Image point annotation entries:
----------
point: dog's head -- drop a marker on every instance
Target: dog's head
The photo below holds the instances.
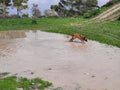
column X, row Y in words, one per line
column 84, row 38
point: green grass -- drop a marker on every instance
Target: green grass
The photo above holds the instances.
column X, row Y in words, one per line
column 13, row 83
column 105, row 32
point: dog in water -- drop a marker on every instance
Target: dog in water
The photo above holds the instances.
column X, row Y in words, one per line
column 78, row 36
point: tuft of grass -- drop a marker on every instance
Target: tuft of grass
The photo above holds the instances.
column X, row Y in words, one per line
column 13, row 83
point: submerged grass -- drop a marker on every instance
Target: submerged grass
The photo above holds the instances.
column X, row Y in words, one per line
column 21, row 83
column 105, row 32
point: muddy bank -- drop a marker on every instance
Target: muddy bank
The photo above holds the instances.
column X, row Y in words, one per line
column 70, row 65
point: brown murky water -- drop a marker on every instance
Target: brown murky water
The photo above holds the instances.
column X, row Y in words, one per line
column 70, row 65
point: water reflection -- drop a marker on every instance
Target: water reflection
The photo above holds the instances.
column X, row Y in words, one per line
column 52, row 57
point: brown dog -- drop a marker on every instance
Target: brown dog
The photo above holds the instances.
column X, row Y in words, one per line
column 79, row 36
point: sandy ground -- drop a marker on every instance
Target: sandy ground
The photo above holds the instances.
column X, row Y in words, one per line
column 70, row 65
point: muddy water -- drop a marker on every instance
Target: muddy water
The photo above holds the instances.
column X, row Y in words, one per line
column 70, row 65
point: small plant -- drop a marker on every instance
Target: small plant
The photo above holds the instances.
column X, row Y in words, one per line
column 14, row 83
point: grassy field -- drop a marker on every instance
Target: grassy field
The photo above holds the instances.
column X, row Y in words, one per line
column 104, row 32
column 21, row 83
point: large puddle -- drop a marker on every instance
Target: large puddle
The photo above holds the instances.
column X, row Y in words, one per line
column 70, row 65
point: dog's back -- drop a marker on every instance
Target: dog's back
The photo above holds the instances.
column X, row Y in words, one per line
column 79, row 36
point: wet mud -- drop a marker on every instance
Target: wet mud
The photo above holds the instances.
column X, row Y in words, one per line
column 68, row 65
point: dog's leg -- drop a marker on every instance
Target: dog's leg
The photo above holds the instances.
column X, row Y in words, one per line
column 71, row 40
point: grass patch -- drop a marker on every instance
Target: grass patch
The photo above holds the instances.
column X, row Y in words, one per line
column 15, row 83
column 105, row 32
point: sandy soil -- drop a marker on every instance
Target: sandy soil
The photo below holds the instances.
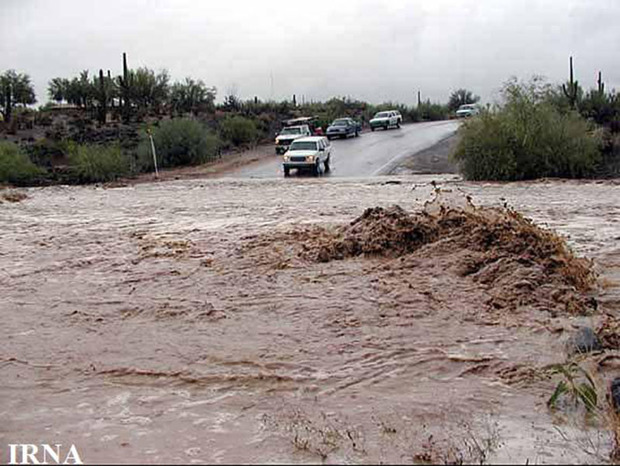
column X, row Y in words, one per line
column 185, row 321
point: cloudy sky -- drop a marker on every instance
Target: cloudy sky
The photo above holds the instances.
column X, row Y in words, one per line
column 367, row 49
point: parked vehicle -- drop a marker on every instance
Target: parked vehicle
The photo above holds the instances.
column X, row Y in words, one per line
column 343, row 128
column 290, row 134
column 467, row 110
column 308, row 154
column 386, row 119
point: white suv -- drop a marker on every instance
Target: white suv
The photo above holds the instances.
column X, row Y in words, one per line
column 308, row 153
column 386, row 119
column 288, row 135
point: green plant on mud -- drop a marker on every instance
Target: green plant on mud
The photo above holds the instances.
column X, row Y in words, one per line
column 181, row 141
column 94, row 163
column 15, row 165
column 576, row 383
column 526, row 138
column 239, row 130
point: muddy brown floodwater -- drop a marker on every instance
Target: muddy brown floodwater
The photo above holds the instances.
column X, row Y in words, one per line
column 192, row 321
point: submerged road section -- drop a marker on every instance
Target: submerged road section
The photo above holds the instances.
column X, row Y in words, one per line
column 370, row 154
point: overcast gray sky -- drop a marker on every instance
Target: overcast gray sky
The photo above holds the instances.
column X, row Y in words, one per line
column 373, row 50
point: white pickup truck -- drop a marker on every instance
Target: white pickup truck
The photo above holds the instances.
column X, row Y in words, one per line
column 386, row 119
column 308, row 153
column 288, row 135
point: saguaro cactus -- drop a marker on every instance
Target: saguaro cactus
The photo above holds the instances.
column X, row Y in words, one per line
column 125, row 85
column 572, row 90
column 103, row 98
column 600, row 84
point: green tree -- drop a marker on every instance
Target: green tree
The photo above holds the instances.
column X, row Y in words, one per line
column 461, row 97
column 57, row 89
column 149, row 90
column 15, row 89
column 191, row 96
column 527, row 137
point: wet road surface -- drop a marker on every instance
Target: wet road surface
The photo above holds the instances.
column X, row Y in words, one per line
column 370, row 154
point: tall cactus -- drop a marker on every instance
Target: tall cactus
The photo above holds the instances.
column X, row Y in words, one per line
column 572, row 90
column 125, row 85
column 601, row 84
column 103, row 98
----------
### Short problem
Omit every image. Quote each record exactly.

### Answer to this problem
point: dog's head -- drop a marker on every instance
Target: dog's head
The photo below holds the instances.
column X, row Y in words, one per line
column 84, row 38
point: green grass -- drop a marker on every instance
Target: green grass
The photo above holds the instances.
column X, row Y in words, one per line
column 13, row 83
column 105, row 32
point: dog in water -- drop a marker on every instance
Target: dog in water
The photo above holds the instances.
column X, row Y in words, one per line
column 78, row 36
point: tuft of grass -- drop a marker on every instance
Target: tuft of grass
The photo above holds the instances.
column X, row Y in words, one per line
column 13, row 83
point: submerged grass -- drop a marker on every instance
Target: submerged grass
The photo above holds the instances.
column X, row Y in words, one per line
column 21, row 83
column 105, row 32
point: muddy bank -- drop a marker on every instance
Target: muddy bank
The photo above holds the instances.
column X, row Y in words, one per line
column 70, row 65
point: brown murky water -- drop a marker on every instance
Target: brown murky water
The photo above holds the instances.
column X, row Y in words, one per line
column 70, row 65
point: water reflection -- drop a marker on every instance
Target: water reflection
The photo above holds the instances.
column X, row Y in words, one per line
column 52, row 57
point: brown dog -- drop a marker on every instance
Target: brown dog
The photo above holds the instances.
column X, row Y in words, one per line
column 79, row 36
point: sandy ground -- drop a marker on every instance
Target: sandy ground
The photo above holds the instances.
column X, row Y in words, one per line
column 70, row 65
point: muddy water -- drop a marker on every instance
Target: muddy water
The photo above holds the instances.
column X, row Y in words, one per line
column 70, row 65
point: small plant -- drop a marker on every instance
Target: small plant
The photo above holds the instances.
column X, row Y in words, one per line
column 14, row 83
point: grassy field -- drop a marker on every instance
Target: grassy field
The photo above holds the instances.
column X, row Y in words, one per line
column 104, row 32
column 21, row 83
point: large puddle -- drop a marker on every instance
Target: large puddle
The photo above holds the instances.
column X, row Y in words, one per line
column 70, row 65
point: dog's back -- drop a marker on every instance
Target: dog's back
The photo above holds the instances.
column X, row Y in words, one per line
column 79, row 36
point: wet mud -- drop a marker on every instance
Target: wet mud
The photo above holds the instances.
column X, row Y in words, one per line
column 68, row 65
point: dog's leg -- drop a marker on every instance
Target: dog's leg
The photo above holds the instances.
column X, row Y in words, one per line
column 71, row 40
point: grass patch -- drop a marker on every instance
Target: grass patch
The photo above holds the instances.
column X, row Y in words, one per line
column 15, row 83
column 105, row 32
point: sandy soil -- drop a marker on every instance
Target: sandy soil
The photo below holds the instances.
column X, row Y in words, one per line
column 185, row 321
point: cloudy sky -- drop a marker on every instance
Target: cloudy sky
The photo above holds the instances.
column X, row Y in words, one per line
column 367, row 49
point: parked vehicle -- drop a marker on every instance
Target: parked vehicle
The photo above holds the instances.
column X, row Y in words, one per line
column 343, row 128
column 290, row 134
column 467, row 110
column 308, row 154
column 386, row 119
point: white suv -- drop a marker on every instance
Target: white suv
The photo above holds the instances.
column X, row Y in words, one per line
column 308, row 153
column 386, row 119
column 288, row 135
point: green plant on mud -- drop a marker on every instance
Target: green plant on mud
The photo above holds the instances.
column X, row Y in words, one per line
column 181, row 141
column 94, row 163
column 15, row 165
column 576, row 383
column 526, row 138
column 239, row 130
point: muddy brown floodwater -- drop a marker on every instance
Target: muddy brown floodwater
The photo above holds the instances.
column X, row Y in words, one per line
column 192, row 321
point: submerged road section -- drop a marker on every instance
Target: submerged road section
The photo above holds the instances.
column X, row Y in words, one per line
column 370, row 154
point: overcast gray sky -- drop a marker on every instance
Target: overcast gray sky
The photo above holds the instances.
column X, row Y in words, one per line
column 373, row 50
point: white pickup truck -- drop a marker on every instance
Target: white pickup truck
The photo above holds the instances.
column X, row Y in words, one per line
column 386, row 119
column 308, row 153
column 288, row 135
point: saguaro cactus -- drop a marker on every instance
Target: saguaro cactus
The photo above holds the instances.
column X, row Y in words, one per line
column 125, row 85
column 572, row 90
column 103, row 98
column 600, row 84
point: green tree -- drop a marker on every instance
Target: green tree
The photo above holds the instances.
column X, row Y in words, one per line
column 461, row 97
column 57, row 89
column 149, row 90
column 15, row 89
column 191, row 96
column 527, row 137
point: wet road surface -- drop a marker on every instance
Target: wet road surface
The photo above holds the instances.
column X, row Y in words, one per line
column 370, row 154
point: tall cactus -- drop a marker on every instance
Target: tall cactus
The photo above holds the instances.
column X, row Y in words, one per line
column 572, row 90
column 125, row 85
column 601, row 84
column 103, row 98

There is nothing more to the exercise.